§ Provided text:
════════════════

Discrepancy in validation score while training vs testing

studio-ousia / luke

LUKE -- Language Understanding with Knowledge-based Embeddings

Apache License 2.0

705 stars 101 forks source link

Discrepancy in validation score while training vs testing #155

Closed luffycodes closed 2 years ago

luffycodes commented 2 years ago

hello, when fine-tuning the luke ner models on conll2003 dataset, the validation scores during training and when evaluating are different. command used to train: allennlp train examples/ner/configs/transformers_luke_with_entity_aware_attention.jsonnet -s results/ner/luke-large --include-package examples -o '{"trainer.cuda_device": 0, "trainer.use_amp": true}'

command used to evaluate: allennlp evaluate results/ner/luke-large /data/ner_conll/en/valid.txt --include-package examples --output-file results/ner/luke-large/metrics_valid.json --cuda 0 Link

ryokan0123 commented 2 years ago

What metrics are you looking at, and how much are they different?

I am guessing that the discrepancy comes from the difference between validation_f1 and best_validation_f1? During training, the metrics show the scores of the current checkpoint (e.g., validation_f1) and the best checkpoint so far (e.g., best_validation_f1) . After the training, the best checkpoint is saved, so the scores from the evaluate command should match the best scores during training.

════════════════

Point annotations for photos:
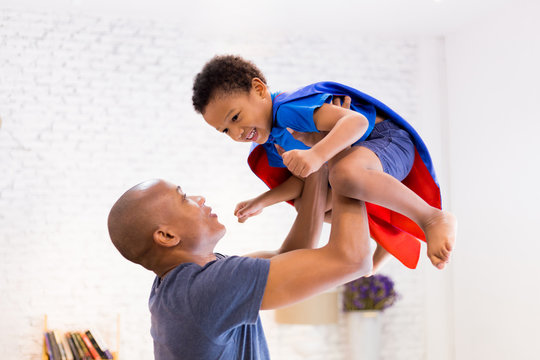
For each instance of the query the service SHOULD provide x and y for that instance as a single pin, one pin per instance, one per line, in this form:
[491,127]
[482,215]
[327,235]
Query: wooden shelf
[115,354]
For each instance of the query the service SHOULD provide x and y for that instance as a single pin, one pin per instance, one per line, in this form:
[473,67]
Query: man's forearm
[289,190]
[306,229]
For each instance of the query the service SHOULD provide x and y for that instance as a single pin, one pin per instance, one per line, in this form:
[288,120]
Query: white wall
[494,93]
[91,106]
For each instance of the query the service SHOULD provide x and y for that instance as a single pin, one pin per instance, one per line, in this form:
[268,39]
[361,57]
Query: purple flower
[369,293]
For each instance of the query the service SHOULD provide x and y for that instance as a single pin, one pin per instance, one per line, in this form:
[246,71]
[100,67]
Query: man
[205,305]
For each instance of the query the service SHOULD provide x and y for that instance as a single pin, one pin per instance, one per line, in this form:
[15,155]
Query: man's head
[232,95]
[155,224]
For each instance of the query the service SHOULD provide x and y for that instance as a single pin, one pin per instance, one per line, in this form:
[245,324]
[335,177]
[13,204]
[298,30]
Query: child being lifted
[378,157]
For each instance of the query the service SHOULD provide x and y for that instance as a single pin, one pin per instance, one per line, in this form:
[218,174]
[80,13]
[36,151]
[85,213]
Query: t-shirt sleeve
[298,114]
[228,292]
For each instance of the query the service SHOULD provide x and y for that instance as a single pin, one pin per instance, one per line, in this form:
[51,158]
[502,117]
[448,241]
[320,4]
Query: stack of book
[77,345]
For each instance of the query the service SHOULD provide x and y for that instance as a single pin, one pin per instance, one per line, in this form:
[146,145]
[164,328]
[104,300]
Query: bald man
[206,306]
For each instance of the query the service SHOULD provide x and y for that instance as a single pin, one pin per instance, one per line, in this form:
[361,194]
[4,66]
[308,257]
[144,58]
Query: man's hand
[247,209]
[302,163]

════════════════

§ Stated problem:
Answer these questions about the thread on validation scores:
1. On which dataset were the LUKE NER models being fine-tuned?
2. Under what license is the studio-ousia / luke repository released?
3. According to the reply, what does best_validation_f1 show during training?

§ Task result:
1. The conll2003 dataset.
2. Apache License 2.0.
3. The scores of the best checkpoint so far.